The request: How would you render this sentence from the passage on the phrase "upon the heart" in Spanish: "In the New Covenant, the inscription of the heart is accomplished by the Lord."

Document segment:
But rather than “in your heart,” the Hebrew reads al l’vavekha, or “upon your heart.” As we have learned, in the Bible, the heart is the place of intellect, reason, and understanding. The people were to commit this love of the Lord to their memory.

It was to be as if it was inscribed directly on the heart, or as if a weight was laid upon the heart in order to convict anytime they began to stray. The same term, “upon the heart,” is used in Jeremiah 31:33 when describing the effects of entering the New Covenant in Christ –

“But this is the covenant that I will make with the house of Israel after those days, says the Lord: I will put My law in their minds, and write it on their hearts; and I will be their God, and they shall be My people.”

One can see the difference between the two. In the Mosaic covenant, the people are told to actively work to love the Lord, meaning be obedient to His commands; writing them on their hearts. In the New Covenant, the inscription of the heart is accomplished by the Lord.

One can see the superiority of the New Covenant through the use of this simple term, “upon the heart.” Who is it that does the work? And what are the effects of the work once it is done? One is a law leading to death, the other is a gift, leading to life.

Stored rows:
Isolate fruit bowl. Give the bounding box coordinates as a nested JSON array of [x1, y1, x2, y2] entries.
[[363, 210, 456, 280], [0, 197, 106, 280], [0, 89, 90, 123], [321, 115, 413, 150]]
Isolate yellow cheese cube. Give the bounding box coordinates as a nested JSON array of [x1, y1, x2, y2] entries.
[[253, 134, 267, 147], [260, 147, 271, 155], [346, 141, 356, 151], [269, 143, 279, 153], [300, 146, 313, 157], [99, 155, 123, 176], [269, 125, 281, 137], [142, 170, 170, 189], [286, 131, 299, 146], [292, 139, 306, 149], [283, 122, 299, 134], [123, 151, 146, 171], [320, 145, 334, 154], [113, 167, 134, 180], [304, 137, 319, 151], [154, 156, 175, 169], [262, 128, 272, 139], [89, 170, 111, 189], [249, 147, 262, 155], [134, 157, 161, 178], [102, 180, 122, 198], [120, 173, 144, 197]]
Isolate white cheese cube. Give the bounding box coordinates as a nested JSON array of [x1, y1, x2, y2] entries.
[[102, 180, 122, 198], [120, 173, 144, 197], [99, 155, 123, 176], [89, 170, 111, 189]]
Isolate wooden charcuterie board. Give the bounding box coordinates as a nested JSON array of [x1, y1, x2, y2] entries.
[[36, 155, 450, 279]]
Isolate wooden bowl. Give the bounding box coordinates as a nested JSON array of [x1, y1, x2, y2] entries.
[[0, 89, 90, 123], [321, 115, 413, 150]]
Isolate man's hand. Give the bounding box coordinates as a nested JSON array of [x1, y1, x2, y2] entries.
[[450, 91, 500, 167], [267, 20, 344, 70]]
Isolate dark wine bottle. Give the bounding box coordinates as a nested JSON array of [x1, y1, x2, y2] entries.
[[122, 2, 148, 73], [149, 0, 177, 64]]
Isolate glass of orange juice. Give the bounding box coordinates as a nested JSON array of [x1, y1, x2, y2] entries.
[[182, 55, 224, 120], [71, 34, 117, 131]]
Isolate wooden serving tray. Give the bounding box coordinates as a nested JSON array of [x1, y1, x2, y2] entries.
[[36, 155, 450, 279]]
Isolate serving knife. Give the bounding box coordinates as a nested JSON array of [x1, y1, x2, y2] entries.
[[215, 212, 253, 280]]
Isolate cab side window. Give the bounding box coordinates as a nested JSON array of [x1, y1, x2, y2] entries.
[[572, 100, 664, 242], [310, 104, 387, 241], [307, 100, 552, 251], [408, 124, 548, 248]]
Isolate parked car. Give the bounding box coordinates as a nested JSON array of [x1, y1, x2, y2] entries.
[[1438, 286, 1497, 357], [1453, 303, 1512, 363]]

Written solution: En el Nuevo Pacto, la inscripción del corazón es realizada por el Señor.